Exercise
Please convert the rows below, from their start through the line containing "399 456 L 399", inclusive, into a JSON list of strings with one string per line. Skip blank lines and leave the pictures out.

*****

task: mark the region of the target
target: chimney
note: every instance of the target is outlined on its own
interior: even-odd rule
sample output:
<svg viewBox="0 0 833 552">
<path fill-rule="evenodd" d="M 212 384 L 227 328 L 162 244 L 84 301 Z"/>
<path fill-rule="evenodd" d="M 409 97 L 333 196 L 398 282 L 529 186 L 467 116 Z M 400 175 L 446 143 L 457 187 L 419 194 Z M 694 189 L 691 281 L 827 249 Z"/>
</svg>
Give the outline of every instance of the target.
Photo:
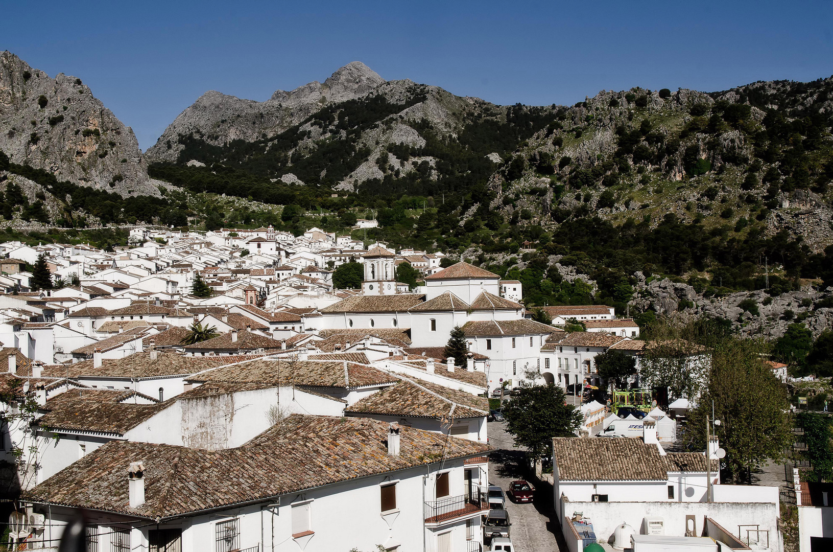
<svg viewBox="0 0 833 552">
<path fill-rule="evenodd" d="M 145 504 L 145 466 L 142 462 L 131 462 L 127 469 L 128 496 L 131 508 Z"/>
<path fill-rule="evenodd" d="M 35 400 L 38 406 L 47 405 L 47 388 L 45 386 L 38 385 L 37 389 L 35 389 Z"/>
<path fill-rule="evenodd" d="M 399 456 L 399 429 L 397 422 L 387 426 L 387 454 L 391 456 Z"/>
<path fill-rule="evenodd" d="M 656 421 L 648 420 L 647 419 L 642 420 L 642 440 L 646 444 L 656 444 L 656 448 L 660 451 L 660 454 L 665 456 L 666 450 L 660 444 L 660 439 L 656 438 Z"/>
</svg>

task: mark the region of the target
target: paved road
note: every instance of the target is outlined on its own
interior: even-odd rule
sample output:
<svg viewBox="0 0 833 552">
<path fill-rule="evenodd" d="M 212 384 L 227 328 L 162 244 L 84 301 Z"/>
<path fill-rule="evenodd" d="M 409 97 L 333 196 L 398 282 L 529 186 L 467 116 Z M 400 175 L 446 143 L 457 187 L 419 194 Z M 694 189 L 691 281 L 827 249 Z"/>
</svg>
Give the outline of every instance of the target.
<svg viewBox="0 0 833 552">
<path fill-rule="evenodd" d="M 503 422 L 489 422 L 489 444 L 500 450 L 492 453 L 489 462 L 489 482 L 500 485 L 503 491 L 509 488 L 510 481 L 528 479 L 526 455 L 512 444 L 512 436 L 504 430 Z M 533 484 L 535 484 L 533 483 Z M 511 520 L 511 539 L 517 552 L 556 552 L 566 550 L 558 540 L 561 527 L 555 522 L 552 509 L 552 487 L 549 484 L 536 486 L 536 501 L 533 504 L 506 502 L 506 510 Z"/>
</svg>

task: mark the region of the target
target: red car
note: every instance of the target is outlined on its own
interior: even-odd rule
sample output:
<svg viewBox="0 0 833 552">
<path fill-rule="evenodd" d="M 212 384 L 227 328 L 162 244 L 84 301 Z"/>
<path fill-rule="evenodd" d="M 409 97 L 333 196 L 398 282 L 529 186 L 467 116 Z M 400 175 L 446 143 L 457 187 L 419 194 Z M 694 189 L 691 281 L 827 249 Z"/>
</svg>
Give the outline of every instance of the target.
<svg viewBox="0 0 833 552">
<path fill-rule="evenodd" d="M 506 494 L 515 502 L 532 502 L 535 489 L 523 479 L 518 479 L 509 484 Z"/>
</svg>

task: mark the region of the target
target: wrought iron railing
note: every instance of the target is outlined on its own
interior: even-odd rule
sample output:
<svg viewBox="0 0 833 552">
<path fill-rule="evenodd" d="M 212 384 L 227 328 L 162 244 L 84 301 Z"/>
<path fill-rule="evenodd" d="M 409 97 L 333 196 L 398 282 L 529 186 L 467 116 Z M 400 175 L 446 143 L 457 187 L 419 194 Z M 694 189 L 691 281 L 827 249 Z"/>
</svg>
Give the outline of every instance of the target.
<svg viewBox="0 0 833 552">
<path fill-rule="evenodd" d="M 426 502 L 425 519 L 426 521 L 444 521 L 488 507 L 488 493 L 480 487 L 472 487 L 467 494 L 446 496 Z"/>
</svg>

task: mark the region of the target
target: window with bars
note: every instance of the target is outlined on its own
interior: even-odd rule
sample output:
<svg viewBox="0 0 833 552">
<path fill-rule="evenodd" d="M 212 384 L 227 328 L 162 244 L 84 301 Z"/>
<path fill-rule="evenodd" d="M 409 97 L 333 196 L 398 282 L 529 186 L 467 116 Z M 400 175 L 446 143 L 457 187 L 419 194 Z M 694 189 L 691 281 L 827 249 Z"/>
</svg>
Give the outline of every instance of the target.
<svg viewBox="0 0 833 552">
<path fill-rule="evenodd" d="M 110 534 L 110 552 L 130 552 L 130 529 L 113 527 Z"/>
<path fill-rule="evenodd" d="M 232 552 L 240 549 L 239 520 L 218 521 L 214 527 L 215 552 Z"/>
<path fill-rule="evenodd" d="M 84 527 L 84 549 L 87 552 L 98 552 L 98 526 Z"/>
<path fill-rule="evenodd" d="M 388 512 L 397 509 L 397 484 L 382 485 L 379 488 L 382 498 L 382 511 Z"/>
</svg>

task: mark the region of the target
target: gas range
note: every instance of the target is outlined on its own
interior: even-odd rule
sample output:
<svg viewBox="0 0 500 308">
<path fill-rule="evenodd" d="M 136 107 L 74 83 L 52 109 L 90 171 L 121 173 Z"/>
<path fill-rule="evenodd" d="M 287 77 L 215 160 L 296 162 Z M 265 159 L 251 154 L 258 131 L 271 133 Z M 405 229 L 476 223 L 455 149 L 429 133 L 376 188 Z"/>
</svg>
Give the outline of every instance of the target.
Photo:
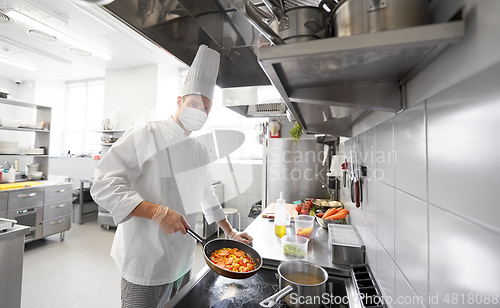
<svg viewBox="0 0 500 308">
<path fill-rule="evenodd" d="M 347 298 L 353 285 L 349 278 L 330 276 L 327 282 L 328 300 L 325 308 L 356 307 L 349 303 L 335 303 L 331 298 Z M 259 303 L 279 291 L 276 268 L 263 266 L 247 279 L 230 279 L 212 272 L 208 267 L 177 294 L 164 308 L 258 308 Z M 282 300 L 279 307 L 288 307 Z"/>
</svg>

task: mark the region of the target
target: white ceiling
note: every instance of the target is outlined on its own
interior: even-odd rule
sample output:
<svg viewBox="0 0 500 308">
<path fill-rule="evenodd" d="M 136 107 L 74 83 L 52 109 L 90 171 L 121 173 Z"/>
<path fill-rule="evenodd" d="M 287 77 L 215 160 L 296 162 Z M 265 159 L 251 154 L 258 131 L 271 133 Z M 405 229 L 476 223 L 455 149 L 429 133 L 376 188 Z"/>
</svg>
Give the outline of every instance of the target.
<svg viewBox="0 0 500 308">
<path fill-rule="evenodd" d="M 18 0 L 6 3 L 15 5 L 15 9 L 24 15 L 111 55 L 112 59 L 73 55 L 67 50 L 70 47 L 68 43 L 34 38 L 27 33 L 33 29 L 32 26 L 11 20 L 0 22 L 0 57 L 34 66 L 37 71 L 0 63 L 0 77 L 19 81 L 71 81 L 104 77 L 106 70 L 157 63 L 168 63 L 179 69 L 186 67 L 100 7 L 77 4 L 77 0 Z M 54 59 L 54 56 L 57 58 Z"/>
</svg>

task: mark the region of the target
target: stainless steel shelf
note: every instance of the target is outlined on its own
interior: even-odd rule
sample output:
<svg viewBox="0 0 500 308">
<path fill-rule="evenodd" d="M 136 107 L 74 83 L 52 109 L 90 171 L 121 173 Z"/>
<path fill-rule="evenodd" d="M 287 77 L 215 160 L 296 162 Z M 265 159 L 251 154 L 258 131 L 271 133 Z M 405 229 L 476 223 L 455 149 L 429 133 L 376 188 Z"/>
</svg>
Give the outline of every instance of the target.
<svg viewBox="0 0 500 308">
<path fill-rule="evenodd" d="M 18 132 L 50 133 L 50 130 L 47 130 L 47 129 L 7 127 L 7 126 L 0 126 L 0 130 L 10 130 L 10 131 L 18 131 Z"/>
<path fill-rule="evenodd" d="M 457 20 L 260 48 L 258 59 L 306 132 L 350 136 L 370 111 L 402 110 L 400 86 L 464 33 Z"/>
</svg>

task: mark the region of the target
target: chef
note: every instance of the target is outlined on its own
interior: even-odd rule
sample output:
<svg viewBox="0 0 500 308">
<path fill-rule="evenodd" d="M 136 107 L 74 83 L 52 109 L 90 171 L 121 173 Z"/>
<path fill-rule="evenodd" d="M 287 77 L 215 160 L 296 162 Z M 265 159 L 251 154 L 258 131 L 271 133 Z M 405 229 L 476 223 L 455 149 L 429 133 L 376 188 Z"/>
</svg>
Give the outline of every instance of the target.
<svg viewBox="0 0 500 308">
<path fill-rule="evenodd" d="M 219 61 L 201 45 L 175 113 L 127 131 L 95 169 L 92 197 L 118 225 L 111 256 L 122 277 L 122 307 L 162 307 L 189 280 L 196 242 L 186 229 L 200 206 L 229 238 L 252 241 L 225 219 L 207 150 L 190 137 L 210 113 Z"/>
</svg>

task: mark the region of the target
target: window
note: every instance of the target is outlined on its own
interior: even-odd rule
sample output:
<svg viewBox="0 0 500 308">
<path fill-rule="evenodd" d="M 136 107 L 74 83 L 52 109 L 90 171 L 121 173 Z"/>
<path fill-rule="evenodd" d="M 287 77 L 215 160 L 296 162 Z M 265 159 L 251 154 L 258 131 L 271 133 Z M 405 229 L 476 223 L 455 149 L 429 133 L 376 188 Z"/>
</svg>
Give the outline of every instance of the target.
<svg viewBox="0 0 500 308">
<path fill-rule="evenodd" d="M 71 154 L 97 153 L 101 150 L 98 131 L 103 119 L 104 80 L 70 83 L 67 87 L 62 149 Z"/>
</svg>

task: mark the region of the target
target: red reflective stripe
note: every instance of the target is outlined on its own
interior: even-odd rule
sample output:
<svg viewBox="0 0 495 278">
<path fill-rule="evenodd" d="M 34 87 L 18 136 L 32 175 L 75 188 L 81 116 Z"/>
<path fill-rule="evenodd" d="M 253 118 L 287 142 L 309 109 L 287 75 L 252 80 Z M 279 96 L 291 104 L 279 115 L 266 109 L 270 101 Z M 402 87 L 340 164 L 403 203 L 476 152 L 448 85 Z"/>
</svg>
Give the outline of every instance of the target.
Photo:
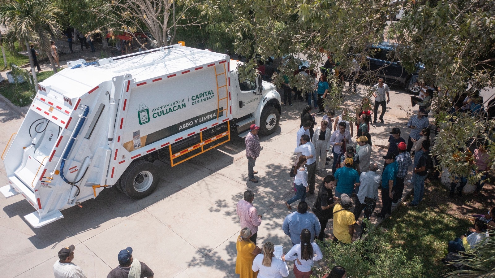
<svg viewBox="0 0 495 278">
<path fill-rule="evenodd" d="M 47 169 L 45 168 L 43 170 L 43 172 L 41 173 L 41 176 L 40 177 L 40 180 L 43 179 L 43 177 L 45 176 L 45 173 L 47 172 Z"/>
<path fill-rule="evenodd" d="M 77 109 L 77 107 L 79 106 L 79 103 L 81 102 L 81 99 L 77 100 L 77 103 L 76 103 L 76 106 L 74 107 L 74 110 L 75 110 Z"/>
<path fill-rule="evenodd" d="M 89 94 L 93 93 L 93 92 L 95 91 L 95 90 L 96 90 L 97 89 L 98 89 L 99 88 L 99 86 L 97 86 L 95 87 L 95 88 L 93 88 L 93 89 L 92 89 L 91 91 L 90 91 L 89 92 L 88 92 L 88 94 L 89 95 Z"/>
<path fill-rule="evenodd" d="M 70 124 L 70 121 L 72 119 L 72 117 L 69 118 L 69 121 L 67 122 L 67 124 L 65 125 L 65 129 L 67 129 L 67 127 L 69 127 L 69 125 Z"/>
<path fill-rule="evenodd" d="M 62 138 L 63 136 L 60 136 L 60 138 L 58 138 L 58 142 L 57 142 L 57 144 L 55 145 L 55 148 L 58 148 L 58 145 L 60 145 L 60 141 L 62 141 Z"/>
<path fill-rule="evenodd" d="M 48 162 L 51 161 L 51 159 L 53 158 L 53 155 L 54 154 L 55 154 L 55 150 L 53 150 L 53 151 L 51 152 L 51 155 L 50 156 L 50 158 L 48 160 Z"/>
</svg>

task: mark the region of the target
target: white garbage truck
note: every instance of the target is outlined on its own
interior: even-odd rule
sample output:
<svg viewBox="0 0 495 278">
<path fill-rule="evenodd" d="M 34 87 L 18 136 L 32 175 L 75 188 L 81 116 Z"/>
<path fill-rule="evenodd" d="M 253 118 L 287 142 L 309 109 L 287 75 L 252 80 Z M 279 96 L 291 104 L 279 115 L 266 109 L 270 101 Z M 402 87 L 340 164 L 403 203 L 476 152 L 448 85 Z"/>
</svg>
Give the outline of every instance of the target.
<svg viewBox="0 0 495 278">
<path fill-rule="evenodd" d="M 149 195 L 160 171 L 153 162 L 173 167 L 228 142 L 233 129 L 272 133 L 280 96 L 259 75 L 239 80 L 239 64 L 183 43 L 68 62 L 38 84 L 2 154 L 9 184 L 0 192 L 21 194 L 36 210 L 24 218 L 39 227 L 105 187 Z"/>
</svg>

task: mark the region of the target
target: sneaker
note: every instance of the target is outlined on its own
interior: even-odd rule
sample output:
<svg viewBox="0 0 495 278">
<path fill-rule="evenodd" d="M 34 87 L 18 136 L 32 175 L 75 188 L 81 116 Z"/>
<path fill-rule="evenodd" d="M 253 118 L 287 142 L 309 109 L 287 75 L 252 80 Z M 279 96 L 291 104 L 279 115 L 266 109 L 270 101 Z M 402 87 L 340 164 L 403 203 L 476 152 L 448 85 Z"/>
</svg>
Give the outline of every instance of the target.
<svg viewBox="0 0 495 278">
<path fill-rule="evenodd" d="M 378 213 L 376 212 L 373 212 L 373 214 L 374 215 L 375 215 L 375 216 L 377 218 L 379 218 L 380 219 L 385 219 L 385 216 L 382 216 L 381 215 L 380 215 L 379 213 Z"/>
</svg>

*****

Correct response
[
  "task: mark the region of the target",
  "target: chimney",
  "note: every instance of the target is outlined on its own",
  "interior: even-odd rule",
  "sample output:",
  "<svg viewBox=\"0 0 833 552\">",
  "<path fill-rule=\"evenodd\" d=\"M 212 384 L 227 328 L 162 244 L 84 301 Z\"/>",
  "<path fill-rule=\"evenodd\" d=\"M 409 97 L 333 196 L 398 282 L 529 186 L 467 116 Z M 400 175 L 446 143 L 457 187 L 419 194 Z M 694 189 L 691 281 L 827 249 Z\"/>",
  "</svg>",
  "Give the outline of every instance of the target.",
  "Photo:",
  "<svg viewBox=\"0 0 833 552\">",
  "<path fill-rule=\"evenodd\" d=\"M 145 504 L 145 466 L 142 462 L 131 462 L 127 469 L 128 496 L 131 508 Z\"/>",
  "<path fill-rule=\"evenodd\" d=\"M 35 400 L 38 406 L 47 405 L 47 388 L 45 386 L 38 385 L 37 389 L 35 389 Z\"/>",
  "<path fill-rule=\"evenodd\" d=\"M 399 456 L 399 429 L 397 422 L 387 426 L 387 454 L 391 456 Z\"/>"
]